→ Exercise requirements
Could you copy out all of the data below word for word, keeping every line unchanged?

== Material supplied

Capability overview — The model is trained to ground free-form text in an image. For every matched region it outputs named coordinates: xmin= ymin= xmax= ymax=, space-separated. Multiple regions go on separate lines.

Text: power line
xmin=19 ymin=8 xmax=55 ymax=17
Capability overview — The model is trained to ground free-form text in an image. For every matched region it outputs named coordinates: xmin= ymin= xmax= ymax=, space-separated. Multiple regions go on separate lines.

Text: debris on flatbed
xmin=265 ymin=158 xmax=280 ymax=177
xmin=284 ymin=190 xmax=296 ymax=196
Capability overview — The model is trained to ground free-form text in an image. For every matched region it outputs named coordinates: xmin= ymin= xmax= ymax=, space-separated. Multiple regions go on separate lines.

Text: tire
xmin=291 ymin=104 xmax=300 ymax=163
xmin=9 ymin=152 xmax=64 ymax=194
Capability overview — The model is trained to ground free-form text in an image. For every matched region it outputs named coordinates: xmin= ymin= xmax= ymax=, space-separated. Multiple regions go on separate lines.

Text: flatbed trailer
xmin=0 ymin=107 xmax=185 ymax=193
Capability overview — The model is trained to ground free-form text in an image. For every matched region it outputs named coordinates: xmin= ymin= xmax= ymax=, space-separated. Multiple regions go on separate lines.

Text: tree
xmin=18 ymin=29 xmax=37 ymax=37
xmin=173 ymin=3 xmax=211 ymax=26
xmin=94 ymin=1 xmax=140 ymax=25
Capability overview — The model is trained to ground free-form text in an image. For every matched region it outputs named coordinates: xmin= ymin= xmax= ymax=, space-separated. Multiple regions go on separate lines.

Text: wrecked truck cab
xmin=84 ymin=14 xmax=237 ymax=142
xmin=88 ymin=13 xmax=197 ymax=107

====

→ Result for this task
Capability overview — The model is trained to ground free-form text in an image. For every matched region it outputs named coordinates: xmin= ymin= xmax= ymax=, space-separated. Multiple regions go on separate lines.

Text: power line
xmin=19 ymin=8 xmax=55 ymax=17
Capability overview — The model is trained to ground free-form text in an image. For every matched region it outputs named coordinates: xmin= ymin= xmax= ymax=, space-separated. Multiple regions go on separate lines.

Text: debris on flatbed
xmin=265 ymin=158 xmax=280 ymax=177
xmin=284 ymin=190 xmax=296 ymax=196
Capability overview — The model is trained to ground free-form text in an image. For every matched region it outputs named coordinates: xmin= ymin= xmax= ymax=, space-separated. Multiple regions go on separate lines.

Text: tire
xmin=291 ymin=104 xmax=300 ymax=163
xmin=9 ymin=152 xmax=64 ymax=194
Capability overview — The model is trained to ground free-form text in an image. For every matched region it outputs named coordinates: xmin= ymin= xmax= ymax=, space-separated. Multiple regions go on separate lines.

Text: flatbed trailer
xmin=0 ymin=107 xmax=185 ymax=193
Capability overview — The model is trained to ground free-form text in an image. For every matched region it outputs named coordinates: xmin= ymin= xmax= ymax=, space-separated. Multiple regions go on separate lines.

Text: tree
xmin=18 ymin=29 xmax=37 ymax=37
xmin=173 ymin=3 xmax=211 ymax=26
xmin=94 ymin=1 xmax=140 ymax=25
Capability overview — The model is trained to ground free-form text in an image. For every matched region it outputs named coordinates: xmin= ymin= xmax= ymax=, space-separated. Multiple regions go on separate lines.

Text: wrecked truck cab
xmin=84 ymin=14 xmax=237 ymax=142
xmin=88 ymin=13 xmax=197 ymax=107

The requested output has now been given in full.